#### WORK INSTRUCTION:
Set down each record below exactly as it stands. Pictures are not part of the copy.

[Saved entries]
Content starts
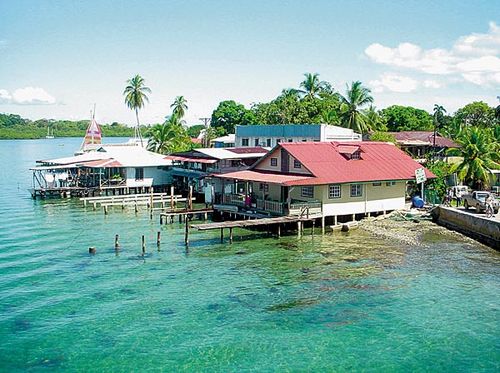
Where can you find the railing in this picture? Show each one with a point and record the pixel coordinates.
(305, 208)
(233, 199)
(274, 207)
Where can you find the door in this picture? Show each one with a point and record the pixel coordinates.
(285, 160)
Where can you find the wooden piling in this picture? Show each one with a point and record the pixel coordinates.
(190, 198)
(186, 232)
(172, 197)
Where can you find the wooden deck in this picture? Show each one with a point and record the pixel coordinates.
(277, 221)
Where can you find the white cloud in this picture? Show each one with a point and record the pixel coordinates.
(429, 83)
(473, 58)
(27, 96)
(5, 96)
(394, 83)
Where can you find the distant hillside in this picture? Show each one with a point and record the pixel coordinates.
(12, 126)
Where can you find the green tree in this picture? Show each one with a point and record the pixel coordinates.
(351, 114)
(179, 107)
(169, 137)
(406, 118)
(480, 156)
(383, 137)
(477, 113)
(374, 119)
(136, 98)
(312, 86)
(230, 114)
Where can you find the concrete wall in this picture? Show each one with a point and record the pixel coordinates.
(374, 198)
(265, 165)
(476, 226)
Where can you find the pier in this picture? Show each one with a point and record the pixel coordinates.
(276, 221)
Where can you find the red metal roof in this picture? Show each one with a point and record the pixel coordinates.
(379, 162)
(247, 150)
(347, 149)
(263, 177)
(190, 159)
(424, 136)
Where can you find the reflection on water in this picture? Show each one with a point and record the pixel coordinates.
(339, 302)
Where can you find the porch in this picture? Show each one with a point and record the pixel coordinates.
(273, 207)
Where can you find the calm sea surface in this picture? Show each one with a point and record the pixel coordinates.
(333, 303)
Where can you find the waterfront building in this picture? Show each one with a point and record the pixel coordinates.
(271, 135)
(121, 168)
(419, 143)
(192, 167)
(227, 141)
(327, 179)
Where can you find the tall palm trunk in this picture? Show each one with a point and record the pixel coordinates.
(137, 129)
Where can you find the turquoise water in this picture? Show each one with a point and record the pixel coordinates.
(333, 303)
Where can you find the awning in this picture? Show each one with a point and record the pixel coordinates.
(262, 177)
(190, 159)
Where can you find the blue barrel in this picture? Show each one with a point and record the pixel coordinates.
(417, 202)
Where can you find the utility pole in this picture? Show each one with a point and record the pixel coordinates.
(206, 140)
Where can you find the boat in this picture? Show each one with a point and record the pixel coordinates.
(49, 134)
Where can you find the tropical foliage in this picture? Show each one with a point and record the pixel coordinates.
(15, 127)
(480, 155)
(169, 137)
(136, 98)
(351, 109)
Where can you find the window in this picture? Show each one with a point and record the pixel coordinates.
(139, 173)
(334, 191)
(356, 190)
(356, 155)
(307, 192)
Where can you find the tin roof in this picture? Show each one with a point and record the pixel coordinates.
(379, 162)
(423, 138)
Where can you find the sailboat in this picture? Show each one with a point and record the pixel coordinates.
(93, 135)
(49, 134)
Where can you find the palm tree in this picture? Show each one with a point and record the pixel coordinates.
(373, 119)
(179, 107)
(136, 98)
(169, 137)
(351, 114)
(438, 118)
(312, 86)
(479, 154)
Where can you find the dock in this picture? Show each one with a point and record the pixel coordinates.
(275, 221)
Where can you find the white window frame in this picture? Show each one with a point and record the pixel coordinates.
(357, 189)
(334, 191)
(307, 192)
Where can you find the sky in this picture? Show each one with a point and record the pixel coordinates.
(58, 58)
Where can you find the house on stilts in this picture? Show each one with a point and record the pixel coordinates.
(327, 180)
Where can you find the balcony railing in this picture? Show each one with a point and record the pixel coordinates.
(275, 207)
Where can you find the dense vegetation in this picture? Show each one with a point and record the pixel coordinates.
(14, 127)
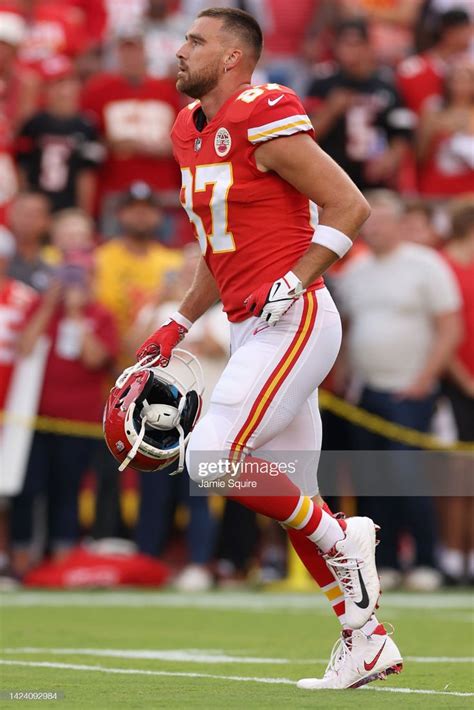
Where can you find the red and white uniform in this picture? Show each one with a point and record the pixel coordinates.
(252, 227)
(420, 81)
(16, 302)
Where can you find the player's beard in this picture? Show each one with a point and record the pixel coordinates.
(199, 84)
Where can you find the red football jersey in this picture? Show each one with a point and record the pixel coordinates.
(252, 226)
(17, 300)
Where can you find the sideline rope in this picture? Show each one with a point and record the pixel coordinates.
(327, 401)
(390, 430)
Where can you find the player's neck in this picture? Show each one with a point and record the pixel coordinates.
(215, 99)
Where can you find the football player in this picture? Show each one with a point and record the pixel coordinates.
(251, 176)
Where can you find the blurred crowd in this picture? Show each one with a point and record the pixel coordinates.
(95, 252)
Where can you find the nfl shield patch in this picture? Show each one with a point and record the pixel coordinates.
(222, 142)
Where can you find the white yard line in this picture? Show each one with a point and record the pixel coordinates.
(242, 601)
(241, 679)
(204, 656)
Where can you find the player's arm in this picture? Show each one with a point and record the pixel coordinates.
(302, 163)
(201, 296)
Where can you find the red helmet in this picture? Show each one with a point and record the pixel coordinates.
(151, 412)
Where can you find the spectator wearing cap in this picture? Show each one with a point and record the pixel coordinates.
(58, 150)
(19, 93)
(445, 145)
(29, 221)
(420, 78)
(391, 24)
(418, 223)
(132, 266)
(358, 116)
(16, 300)
(402, 305)
(161, 493)
(457, 513)
(82, 345)
(129, 270)
(135, 114)
(60, 28)
(163, 30)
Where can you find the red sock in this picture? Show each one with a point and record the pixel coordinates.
(288, 506)
(318, 569)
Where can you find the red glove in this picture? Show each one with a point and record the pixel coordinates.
(163, 340)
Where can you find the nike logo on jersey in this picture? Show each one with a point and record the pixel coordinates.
(272, 102)
(364, 602)
(369, 666)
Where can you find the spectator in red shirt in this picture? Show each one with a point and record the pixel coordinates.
(457, 513)
(420, 78)
(58, 150)
(135, 114)
(459, 253)
(16, 302)
(446, 138)
(83, 343)
(55, 28)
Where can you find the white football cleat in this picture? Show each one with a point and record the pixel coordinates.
(357, 659)
(352, 561)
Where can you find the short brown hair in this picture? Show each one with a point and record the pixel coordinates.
(242, 23)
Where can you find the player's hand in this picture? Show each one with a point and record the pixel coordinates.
(162, 342)
(272, 300)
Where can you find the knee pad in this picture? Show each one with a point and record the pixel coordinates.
(207, 450)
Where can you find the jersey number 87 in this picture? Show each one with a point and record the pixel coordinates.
(220, 176)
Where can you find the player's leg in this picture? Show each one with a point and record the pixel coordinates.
(352, 663)
(269, 378)
(303, 437)
(258, 396)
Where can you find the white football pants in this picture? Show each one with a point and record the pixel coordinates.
(266, 401)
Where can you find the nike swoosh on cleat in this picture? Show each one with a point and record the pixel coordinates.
(364, 602)
(272, 102)
(369, 666)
Content ends
#### OUTPUT OF THE TASK:
Where can you find the railing in this picture? Show each one with a point and record the pixel coordinates.
(305, 208)
(233, 199)
(274, 207)
Where can you find the door in this picture? Show each one with a point and record the pixel coordinates.
(285, 160)
Where can you find the wooden piling in this picture? Show each one with a point and record the pixel coordinates.
(190, 198)
(186, 232)
(172, 197)
Where can you find the wooden deck in this picture? Show each one with a point and record the pixel coordinates.
(277, 221)
Where can you find the white cloud in this picture? Show each one with a point and record the pixel coordinates.
(429, 83)
(473, 58)
(27, 96)
(5, 96)
(394, 83)
Where can you find the distant hillside in this picture? Show each one with a point and record the pixel coordinates.
(12, 126)
Where can you find the green tree in this picture? Show each one with a point and record the pixel coordinates.
(351, 114)
(179, 107)
(169, 137)
(406, 118)
(480, 156)
(383, 137)
(477, 113)
(374, 119)
(136, 98)
(312, 86)
(230, 114)
Where can you find the concrete wall in this picture? Show each one with a point and record the pixel coordinates.
(374, 198)
(265, 165)
(476, 226)
Where can you find the pier in this picture? Show each one with a point and record the pixel coordinates.
(276, 221)
Where can you find the red metal roof in this picture? Show each one with a point and record the pixel coordinates.
(379, 162)
(247, 150)
(347, 149)
(263, 177)
(190, 159)
(424, 136)
Where can you find the reflection on water in this picture? Show each one with a point and record the pixel coordinates.
(339, 302)
Where can you find the porch in this picture? Show each one with a point and record the pixel coordinates.
(273, 207)
Where can you find the calm sea surface in this picture? Show each one with a point and record the pixel coordinates.
(333, 303)
Where can you find the waterfront building in this picture? Show each one with a point and record the pixel coordinates.
(271, 135)
(121, 168)
(419, 143)
(192, 167)
(227, 141)
(327, 179)
Where can you find the tall palm trunk in this picture? Show each one with a point and record the pixel coordinates.
(137, 129)
Where can you find the turquoise water in this picture? Show each one with a point and record the pixel coordinates.
(333, 303)
Where can you find the awning in this picture? Show each one with a point and record the pixel coordinates.
(262, 177)
(190, 159)
Where can you find the blue barrel in this picture? Show each one with a point and record the pixel coordinates.
(417, 202)
Where can you find the utility pole in this picture? Show each one with a point and record the pixel coordinates.
(206, 140)
Where can you find the boat in this picture? Show each one with a point and record the pixel coordinates.
(49, 134)
Where can you find the tropical foliage in this picture? Show each one with a point and record the pixel coordinates.
(15, 127)
(480, 155)
(169, 137)
(136, 98)
(351, 109)
Where can you find the window in this picture? Show each one with a point and record the pixel coordinates.
(139, 173)
(334, 191)
(356, 190)
(356, 155)
(307, 192)
Where can you find the tin roof in this picture? Show each one with a point and record the pixel coordinates.
(379, 162)
(423, 138)
Where can you find the sailboat in this picture? Show each one with a point and record the pixel coordinates.
(93, 135)
(49, 134)
Where can you find the palm tree in this picture? Show each one with a point and record the pixel coordinates.
(373, 119)
(179, 107)
(136, 98)
(169, 137)
(351, 114)
(438, 118)
(312, 86)
(479, 154)
Where can you find the dock in this picture? Show each one with a point and record the pixel coordinates.
(275, 221)
Where can you find the white window frame in this picture? Show each one with a point and record the pixel coordinates.
(357, 189)
(334, 191)
(307, 192)
Where can you find the sky in this picture? Show each one with a point and record the pixel coordinates.
(58, 58)
Where can you find the house on stilts in this picture? Show each one with a point and record the pixel coordinates.
(327, 180)
Where can you find the balcony railing in this picture? Show each one with a point and record the pixel coordinates.
(275, 207)
Where can you find the dense vegetation in this picture? Show each one with a point and record the pixel coordinates.
(14, 127)
Where can you find the red and white uniform in this picture? Show each one with a point and record the pixel coordinates.
(252, 227)
(420, 81)
(16, 302)
Where can you find the player's beard in this picture? Show each one with a point and record the pixel coordinates.
(199, 84)
Where can you find the red football jersey in this picture? Show each one with a point and record the pixel coordinates.
(252, 226)
(17, 300)
Where can you find the sideline rope in this picture? Show each one with a point and record the pixel coordinates.
(327, 401)
(390, 430)
Where can you find the player's neck in this picture? Show each one with a point and record the pixel coordinates.
(215, 99)
Where can you find the football player in this picture? Show each one with a point and record the pixel coordinates.
(251, 176)
Where can you find the blurred crowd in this picture? Show each one with a point and record the pixel coordinates.
(95, 252)
Where can you find the nfl shield patch in this picture? Show each one with a point and record the pixel coordinates.
(222, 142)
Where can you find the white yard line in this picture? Show each one with a point and record the pixel coordinates.
(242, 601)
(241, 679)
(204, 656)
Where can you find the player's arm in this picture? Show each one with a point and record the pixel coordinates.
(302, 163)
(201, 296)
Where can you find the red helmet in this picture? Show each one with a point and record the pixel coordinates.
(151, 412)
Where can you find the spectator wearing cap in this picture? Show each one with a point and record the pixel coordinates.
(58, 150)
(19, 93)
(445, 145)
(29, 221)
(420, 78)
(391, 24)
(418, 223)
(132, 266)
(358, 116)
(16, 300)
(402, 305)
(161, 493)
(457, 513)
(82, 345)
(129, 270)
(135, 114)
(60, 28)
(163, 30)
Where can you find the red sock in this picture? Show each one with a point and record the pixel coordinates.
(288, 506)
(318, 569)
Where can you find the red glove in this picture? Show each one with a point and record the pixel coordinates.
(163, 340)
Where can you find the nike logo on jersey in this picture? Show each one with a point and record the pixel coordinates.
(272, 102)
(364, 602)
(369, 666)
Where can you find the spectator in red shirt in this picture? Show each one with a point and record the pixel coordinates.
(457, 513)
(420, 78)
(58, 150)
(135, 114)
(459, 253)
(16, 302)
(446, 138)
(83, 343)
(55, 28)
Where can you find the white football cleat in this picture? Show each one with a point and record the pixel coordinates.
(357, 659)
(352, 561)
Where can you find the short brown hair in this picture? Show each one with a point and record the pixel coordinates.
(242, 23)
Where can you find the player's hand in this picture? Show each one with a point and record the pixel coordinates.
(162, 342)
(272, 300)
Where can you find the knee pad in this picture? Show each one with a point and record the pixel coordinates.
(207, 450)
Where can you find the jersey number 87 in this picture? Show each one with a point and record the pixel coordinates.
(220, 176)
Where can you find the player's leg in this picture? Show each one with a point and record the pixel coordinates.
(352, 663)
(269, 378)
(303, 437)
(258, 396)
Where can you find the white football pants in this picture? Show each one with a point and record the pixel coordinates.
(266, 401)
Where can you find the nike swoosh on cleat in this picture? Show each one with a point and record the pixel coordinates.
(364, 602)
(272, 102)
(369, 666)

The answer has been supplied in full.